DOCUMENT PASSAGE:
○ ○ ○

An optimized usage case of scikit-learn's GridSearchCV
and Pipeline
that
avoids unnecessary calls to fit()/transform()
by doing grid search in
depth first search (DFS) order.
Running GridSearchCV on a Pipeline classifier will cause a full pipeline computation for each set of parameters, despite some parameters being the same as before, causing unnecessary calls to fit/transform.
Doing 5-fold CV using GridSearchCV
on a Pipeline will
cause prod(param_counts)*pipe_length*5+pipe_length
calls to fit()
,
where prod(param_counts)
is the product of the number of grid search
parameters for each part of the pipeline, and pipe_length
is the
length of the pipeline.
PipelineGridSearchCV
, on the other hand, requires only the optimal
(nverts-1)*5+pipe_length
calls to fit()
,
where nverts
is the number of vertices in the pipeline parameter call
tree.
The idea is that the doing grid search on a pipeline estimator forms a directed tree of computation, where each grid search parameter causes the tree to split into a new subtree.
As an example, consider the following pipeline and grid search parameters:
pipe = Pipeline([
('pca', PCA()),
('norm', Normalizer()),
('svm', SVC())
])
cv_params = {
'pca__n_components': [100,200],
'norm__norm': ['l2'],
'svm__C': [1,10,100],
}
model = PipelineGridSearchCV(pipe, cv_params)
We have 2*1*3 = 6
parameter combinations to evaluate using grid search.
Doing grid search on this pipeline will result in the following grid search tree.
Each pass from the root to a leaf corresponds to one specific selection of parameters for
the estimators in the pipeline.

○ ○ ○

STORED DATA:
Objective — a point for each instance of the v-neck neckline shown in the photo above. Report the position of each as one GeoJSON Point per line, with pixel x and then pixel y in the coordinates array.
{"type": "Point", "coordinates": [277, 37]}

○ ○ ○

EXERCISE PROMPT: Extend the PipelineGridSearchCV explanation, starting right after its last sentence.

ANSWER TO THE PROBLEM:
We can see that calling model.fit()
from the root of the tree for each set of parameters is unnecessary;
it is sufficient to call it from nodes in depth first search (DFS) order if the parameters are updated in that order as well.
For example, if we have previously called fit()
from the root with the parameters {'pca__n_components': 100, 'norm__norm': 'l2', 'svm__C': 100}
and then want to try the parameters {'pca__n_components': 100, 'norm__norm': 'l2', 'svm__C': 10}
, then we only need to restart the pipeline
computation from the SVM step; only the svm__C
parameter has changed.
While GridSearchCV
will call fit()
from the root each time, PipelineGridSearchCV
keeps track of the order of the searched
parameters, and calls fit only from the nodes necessary in order to evaluate a new parameter choice, avoiding unnecessary repeated computation.
Below is a comparison of the number of calls to fit
, comparing the optimized and naive approach to grid search.
The pipe grid search structure for the above example corresponds to pipe param. count [2, 1, 3].
Pipe param. count | #calls PipelineGridSearchCV (A) | #calls GridSearchCV (B) | A/B |
---|---|---|---|
[2, 1, 3] | 10 | 18 | 0.555 |
[10, 20, 30, 20] | 126210 | 480000 | 0.263 |
[1, 1, 1, 10, 1, 20, 20] | 4223 | 28000 | 0.151 |
We can see that PipelineGridSearchCV gives better performance the deeper and wider the pipeline grid search gets (smaller A/B ratio).
$ python examples/example.py
-----------------------------------
Elapsed time for doing grid search:
PipelineGridSearchCV: 12.456952095 secs
GridSearchCV: 38.9708809853 secs
Tested with:
python 2.7.3
numpy 1.9.2
scikit-learn 0.16.1
nosetests 1.3.4 (for testing)
Make sure that everything is working correctly by running the test suite:
$ make test
BSD 3-Clause (see LICENSE)